Please copy out everything from the start of the records down to the line containing "256 104 L 256", both ends included, multiplying each outline coordinate in the answers by 1.4 and rounding it to a whole number, with halves going up. Keep the requests and their format samples unchanged, and leave out the pictures.

DATA SUPPLIED —
+--

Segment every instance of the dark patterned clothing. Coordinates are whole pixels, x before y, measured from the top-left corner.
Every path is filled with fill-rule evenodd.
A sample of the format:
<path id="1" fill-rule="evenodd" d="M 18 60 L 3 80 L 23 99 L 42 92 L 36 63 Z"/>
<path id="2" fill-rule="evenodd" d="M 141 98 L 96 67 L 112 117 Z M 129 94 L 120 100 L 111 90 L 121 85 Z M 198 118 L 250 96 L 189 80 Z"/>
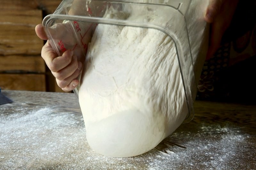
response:
<path id="1" fill-rule="evenodd" d="M 256 104 L 256 1 L 240 1 L 221 44 L 206 61 L 197 99 Z"/>

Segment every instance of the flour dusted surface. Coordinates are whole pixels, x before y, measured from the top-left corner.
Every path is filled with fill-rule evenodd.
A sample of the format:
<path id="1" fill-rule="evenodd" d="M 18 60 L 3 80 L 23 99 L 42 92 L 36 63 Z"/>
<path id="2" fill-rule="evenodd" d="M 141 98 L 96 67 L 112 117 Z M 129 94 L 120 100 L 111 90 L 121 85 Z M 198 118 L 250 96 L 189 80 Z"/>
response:
<path id="1" fill-rule="evenodd" d="M 243 128 L 230 124 L 183 124 L 156 149 L 133 157 L 115 158 L 90 148 L 82 115 L 46 106 L 31 111 L 16 107 L 10 113 L 0 107 L 0 169 L 253 168 L 242 162 L 241 155 L 255 160 L 250 153 L 255 142 L 250 143 L 252 137 Z"/>

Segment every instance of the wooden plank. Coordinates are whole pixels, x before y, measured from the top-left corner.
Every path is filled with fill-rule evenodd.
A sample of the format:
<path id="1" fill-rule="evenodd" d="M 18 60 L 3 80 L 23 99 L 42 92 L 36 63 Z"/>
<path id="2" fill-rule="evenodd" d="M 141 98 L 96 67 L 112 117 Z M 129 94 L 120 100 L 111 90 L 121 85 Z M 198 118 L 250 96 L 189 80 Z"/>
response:
<path id="1" fill-rule="evenodd" d="M 16 70 L 38 73 L 45 71 L 44 62 L 41 56 L 1 56 L 0 61 L 0 72 Z"/>
<path id="2" fill-rule="evenodd" d="M 44 74 L 0 74 L 0 87 L 4 90 L 45 91 Z"/>
<path id="3" fill-rule="evenodd" d="M 0 11 L 0 55 L 40 55 L 43 41 L 35 27 L 42 16 L 39 10 Z"/>
<path id="4" fill-rule="evenodd" d="M 0 9 L 40 9 L 49 14 L 54 12 L 61 2 L 61 0 L 1 0 Z"/>

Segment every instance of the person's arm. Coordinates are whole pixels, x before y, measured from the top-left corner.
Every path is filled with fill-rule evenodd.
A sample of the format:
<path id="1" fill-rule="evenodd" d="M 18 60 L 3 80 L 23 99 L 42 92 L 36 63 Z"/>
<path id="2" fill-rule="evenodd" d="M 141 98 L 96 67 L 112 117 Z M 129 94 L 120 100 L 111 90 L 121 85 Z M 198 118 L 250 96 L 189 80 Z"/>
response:
<path id="1" fill-rule="evenodd" d="M 41 24 L 36 26 L 35 29 L 39 38 L 45 40 L 48 39 Z M 83 64 L 73 55 L 73 51 L 68 50 L 61 56 L 58 56 L 48 40 L 42 48 L 41 55 L 56 78 L 57 85 L 63 91 L 70 91 L 78 85 L 79 81 L 76 78 L 82 71 Z"/>
<path id="2" fill-rule="evenodd" d="M 206 10 L 204 20 L 211 23 L 209 59 L 220 44 L 222 35 L 230 24 L 239 0 L 211 0 Z"/>

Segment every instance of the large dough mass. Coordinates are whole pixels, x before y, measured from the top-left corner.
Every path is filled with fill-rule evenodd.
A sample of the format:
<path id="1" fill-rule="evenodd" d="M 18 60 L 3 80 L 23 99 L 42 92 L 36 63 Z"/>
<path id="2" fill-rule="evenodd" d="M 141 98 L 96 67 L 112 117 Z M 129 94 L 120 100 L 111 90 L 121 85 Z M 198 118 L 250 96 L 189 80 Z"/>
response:
<path id="1" fill-rule="evenodd" d="M 144 11 L 119 13 L 109 9 L 105 17 L 138 22 L 162 17 L 161 22 L 168 17 L 164 11 L 155 16 L 150 9 L 140 10 Z M 79 94 L 92 148 L 107 156 L 126 157 L 155 147 L 188 114 L 180 75 L 175 44 L 165 33 L 99 24 Z"/>

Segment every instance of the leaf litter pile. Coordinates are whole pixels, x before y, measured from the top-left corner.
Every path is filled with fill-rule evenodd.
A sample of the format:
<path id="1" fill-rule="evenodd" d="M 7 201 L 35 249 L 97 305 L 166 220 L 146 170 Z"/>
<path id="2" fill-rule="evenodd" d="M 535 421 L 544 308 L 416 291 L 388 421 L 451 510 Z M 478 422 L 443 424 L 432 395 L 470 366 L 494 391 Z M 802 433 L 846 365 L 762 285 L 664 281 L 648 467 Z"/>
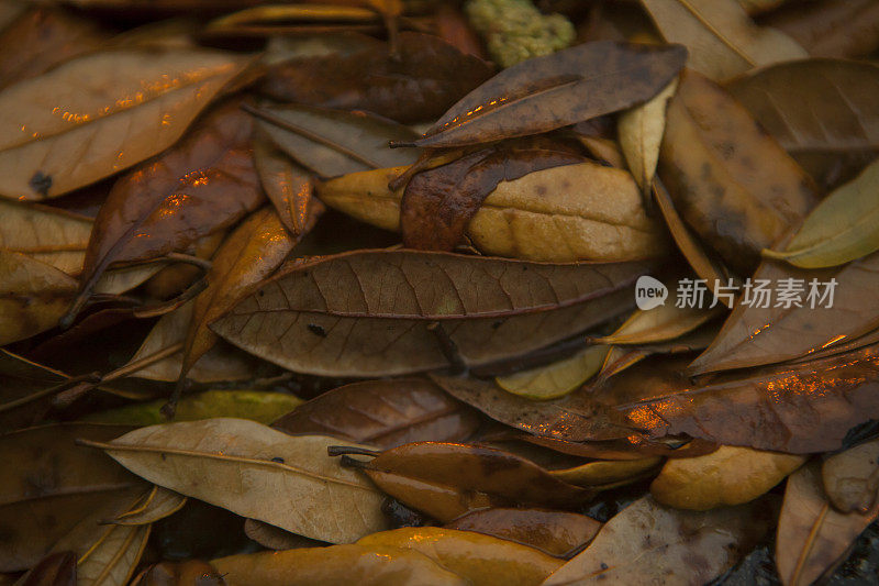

+--

SOLUTION FOR THIS PROBLEM —
Segment every instance of the dark patterned clothing. Coordinates are whole pixels, x before y, measured from the top-left corner.
Every path is filled with fill-rule evenodd.
A sample of the format:
<path id="1" fill-rule="evenodd" d="M 18 60 L 3 80 L 23 99 L 42 92 L 36 63 Z"/>
<path id="2" fill-rule="evenodd" d="M 141 98 L 96 67 L 112 117 Z M 129 94 L 120 100 L 111 90 L 121 85 Z M 198 118 L 250 96 L 189 80 Z"/>
response:
<path id="1" fill-rule="evenodd" d="M 358 146 L 358 1 L 336 1 L 309 62 L 288 85 L 276 139 Z"/>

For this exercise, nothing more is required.